Images appear in the records below; leave them out and repeat everything else exactly.

(Named-object pointing records)

-------------------------

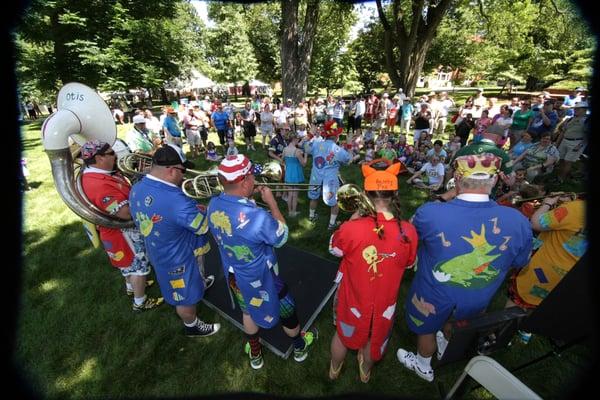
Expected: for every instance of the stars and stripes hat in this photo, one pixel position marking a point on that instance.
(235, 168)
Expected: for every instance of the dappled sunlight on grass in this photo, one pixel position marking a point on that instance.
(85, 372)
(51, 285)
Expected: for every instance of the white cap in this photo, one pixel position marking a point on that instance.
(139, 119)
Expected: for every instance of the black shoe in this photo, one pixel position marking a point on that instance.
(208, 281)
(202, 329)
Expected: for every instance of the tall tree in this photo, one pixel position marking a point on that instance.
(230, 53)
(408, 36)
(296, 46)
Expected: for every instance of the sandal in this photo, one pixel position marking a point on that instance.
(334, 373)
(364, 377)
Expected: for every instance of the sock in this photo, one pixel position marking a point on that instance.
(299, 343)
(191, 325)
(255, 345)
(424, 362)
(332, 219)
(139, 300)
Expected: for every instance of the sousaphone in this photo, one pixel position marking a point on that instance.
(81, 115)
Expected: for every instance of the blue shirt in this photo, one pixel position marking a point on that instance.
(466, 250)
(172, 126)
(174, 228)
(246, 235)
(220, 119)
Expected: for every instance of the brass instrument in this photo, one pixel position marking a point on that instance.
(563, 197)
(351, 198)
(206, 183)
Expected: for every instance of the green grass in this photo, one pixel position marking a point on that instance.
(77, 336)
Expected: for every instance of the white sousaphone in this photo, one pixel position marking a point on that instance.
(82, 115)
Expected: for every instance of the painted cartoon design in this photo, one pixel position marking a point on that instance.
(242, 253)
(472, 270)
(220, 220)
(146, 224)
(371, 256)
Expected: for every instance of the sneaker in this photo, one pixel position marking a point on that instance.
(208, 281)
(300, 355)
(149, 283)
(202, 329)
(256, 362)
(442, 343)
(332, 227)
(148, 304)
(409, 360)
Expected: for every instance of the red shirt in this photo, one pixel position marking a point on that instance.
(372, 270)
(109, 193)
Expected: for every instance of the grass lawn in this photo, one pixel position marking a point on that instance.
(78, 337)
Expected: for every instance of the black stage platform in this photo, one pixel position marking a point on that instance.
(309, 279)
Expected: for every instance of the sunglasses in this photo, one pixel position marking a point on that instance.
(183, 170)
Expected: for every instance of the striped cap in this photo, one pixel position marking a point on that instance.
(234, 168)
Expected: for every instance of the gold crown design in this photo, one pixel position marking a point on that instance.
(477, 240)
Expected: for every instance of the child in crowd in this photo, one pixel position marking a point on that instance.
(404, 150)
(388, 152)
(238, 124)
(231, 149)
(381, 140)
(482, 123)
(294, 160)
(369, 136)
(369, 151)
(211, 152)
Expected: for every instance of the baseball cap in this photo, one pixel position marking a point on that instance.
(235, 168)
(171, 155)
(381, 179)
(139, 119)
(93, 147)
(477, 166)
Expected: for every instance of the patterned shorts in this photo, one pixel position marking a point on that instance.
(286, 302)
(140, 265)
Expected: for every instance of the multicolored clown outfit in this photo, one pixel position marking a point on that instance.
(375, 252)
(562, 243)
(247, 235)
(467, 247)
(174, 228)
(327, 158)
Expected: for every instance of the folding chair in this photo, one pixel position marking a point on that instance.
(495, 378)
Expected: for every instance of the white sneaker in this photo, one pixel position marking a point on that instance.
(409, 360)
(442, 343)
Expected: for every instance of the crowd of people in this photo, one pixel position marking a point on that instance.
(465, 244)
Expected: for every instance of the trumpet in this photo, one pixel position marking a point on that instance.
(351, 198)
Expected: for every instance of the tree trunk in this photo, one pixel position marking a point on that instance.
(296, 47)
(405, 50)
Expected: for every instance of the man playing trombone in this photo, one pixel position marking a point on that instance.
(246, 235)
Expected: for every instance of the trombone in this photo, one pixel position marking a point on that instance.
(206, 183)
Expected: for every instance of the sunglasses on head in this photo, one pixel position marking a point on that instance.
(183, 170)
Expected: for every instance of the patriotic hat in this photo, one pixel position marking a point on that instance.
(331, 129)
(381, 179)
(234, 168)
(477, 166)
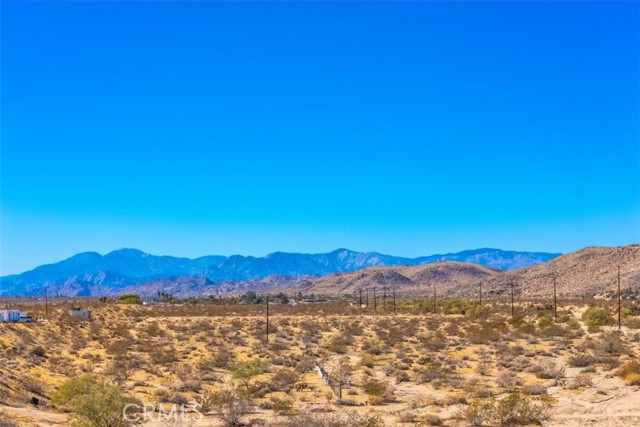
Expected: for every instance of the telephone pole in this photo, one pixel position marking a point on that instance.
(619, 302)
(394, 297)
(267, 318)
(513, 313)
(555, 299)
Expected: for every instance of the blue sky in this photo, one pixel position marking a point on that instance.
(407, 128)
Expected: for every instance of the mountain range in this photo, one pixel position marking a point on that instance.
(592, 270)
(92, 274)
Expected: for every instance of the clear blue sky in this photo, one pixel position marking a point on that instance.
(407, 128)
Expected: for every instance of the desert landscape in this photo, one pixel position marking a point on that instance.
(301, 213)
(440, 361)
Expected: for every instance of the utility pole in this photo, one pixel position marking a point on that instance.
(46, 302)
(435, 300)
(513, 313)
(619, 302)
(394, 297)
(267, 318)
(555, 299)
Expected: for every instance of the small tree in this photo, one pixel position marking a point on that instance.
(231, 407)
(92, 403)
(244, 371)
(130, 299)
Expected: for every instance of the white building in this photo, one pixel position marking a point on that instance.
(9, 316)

-------------------------

■ **Output for this exercise**
Expected: for every instance of the stars and stripes hat in this photo, one pixel position marking a point on that instance.
(235, 168)
Expected: for every instance of the dappled sunlight on grass in this photo, one pixel position marking a point on that instance.
(85, 372)
(51, 285)
Expected: for every instance of the white cap in this photo, one pixel position marking a point on that instance.
(139, 119)
Expected: for every instance of the black shoe in this photo, one pixel position marking a point on that instance.
(208, 281)
(202, 329)
Expected: for every instance of the tall tree in this photo, one pixel position marking a point on that instance.
(230, 53)
(408, 36)
(296, 46)
Expected: for every instance of the sandal in this photo, one pixel position marking a point on that instance.
(334, 373)
(364, 377)
Expected: for every instance of the sock in this photo, one pixel position marking a point on that instance.
(299, 343)
(191, 325)
(255, 345)
(424, 362)
(332, 219)
(139, 300)
Expected: for every instance of the sousaphone in this photo, one pixel position marking a point on that instance.
(81, 115)
Expected: for every instance of the blue shirt in this photo, one pixel position marking a point on that instance.
(466, 250)
(172, 126)
(174, 228)
(246, 235)
(220, 119)
Expected: for every instance of the brass instrument in this photo, one pixel position marking a point on that instance.
(563, 197)
(351, 198)
(206, 183)
Expected: for every instance of the green grass in this photo, one pixel position marking a point on that instance.
(77, 336)
Expected: for every instance of the white sousaphone in this photo, one pixel position marking a point on that instance.
(82, 115)
Expected: for every instance of the painted cartoon design in this photo, one pixel position marking a point on that instance.
(242, 253)
(472, 270)
(220, 220)
(146, 224)
(371, 256)
Expected: for every instance of the sneaker in this photo, one pixel position marking a point on that instance.
(208, 281)
(300, 355)
(149, 283)
(202, 329)
(256, 362)
(442, 343)
(332, 227)
(148, 304)
(409, 360)
Expected: for every instance of the red shirt in this photo, one pixel position marking a point on that instance.
(372, 270)
(109, 193)
Expected: for every instance of the grass lawn in this photo, one pixel position marking a point on that instance.
(78, 337)
Expected: for every instance of the black stage platform in this photo, one pixel position marking a point on that instance.
(309, 279)
Expected: for every instance of the sunglasses in this photo, one pixel position marking a point on that instance.
(183, 170)
Expected: for every instance of the striped cap in this photo, one pixel position marking a point on that instance.
(234, 168)
Expected: for every instance of the gold crown design in this photo, one pixel position marking a point on that instance.
(477, 240)
Expected: for every instance of the child in crowd in this photo, one pixel position marking a point on that instance.
(404, 150)
(388, 152)
(238, 124)
(231, 149)
(381, 140)
(482, 123)
(294, 160)
(369, 136)
(369, 151)
(211, 152)
Expected: for every instance of the baseball cap in this photo, one pixel position marking a point on that instance.
(235, 168)
(171, 155)
(381, 179)
(139, 119)
(93, 147)
(477, 166)
Expected: for every instance of the patterned shorts in this photo, one pixel position marking a point on that instance.
(286, 302)
(140, 265)
Expected: for every instance of the multicolored clown outfit in this photo, one pixel position marking a point on that instance.
(375, 252)
(562, 243)
(247, 235)
(467, 247)
(174, 228)
(327, 158)
Expected: for every instance of the folding chair in this photo, one pixel position marking a point on that instance.
(495, 378)
Expected: for every instance of the white sneaker in this photo, one pixel position marking a point on that instance.
(409, 360)
(442, 343)
Expected: for every instance of the crowd of people in this photo, one pixel position marking a point on that instance.
(465, 244)
Expected: for every instance of the trumpet in this photo, one pixel position marking a point on that instance.
(351, 198)
Expected: for every instance of the tree trunk in this photo, one pixel position marking a point on that instance.
(296, 47)
(405, 50)
Expected: for every instance of the man playing trombone in this photo, one pixel position marking a point on that instance.
(246, 235)
Expected: for every instance of the trombone in this photo, one pixel position marking a point on that instance.
(206, 183)
Expected: for every instance of the sunglasses on head in this photo, one pixel position marking a point on that instance.
(183, 170)
Expected: for every instance of the patriotic hat in this photo, one pixel position marking a point on that instance.
(331, 129)
(381, 179)
(234, 168)
(477, 166)
Expected: for every instance of the telephone pole in this photo, one pixel position marking a point on that instance.
(619, 302)
(394, 297)
(267, 318)
(513, 313)
(555, 299)
Expected: for every instance of the blue sky in this photo, one pixel position marking a point on that instance.
(407, 128)
Expected: for every instance of the mountain range in this photo, one pixel position marking a point on that instance.
(592, 270)
(92, 274)
Expected: for every instance of the clear blue sky in this photo, one pixel position marking a point on that instance.
(407, 128)
Expected: for every instance of the desert landscape in this photo, one pixel position marking a point on that instance.
(301, 213)
(440, 361)
Expected: for every instance of the utility pole in this photo, one pixel position marking a point on that instance.
(46, 302)
(435, 300)
(513, 313)
(619, 302)
(394, 297)
(267, 318)
(555, 299)
Expected: for every instance of the small tree in this photo, one pixel position marking a point on that instance.
(231, 407)
(92, 403)
(244, 371)
(130, 299)
Expected: for every instance of the white building in this photo, one pixel position marking a point on that instance.
(9, 316)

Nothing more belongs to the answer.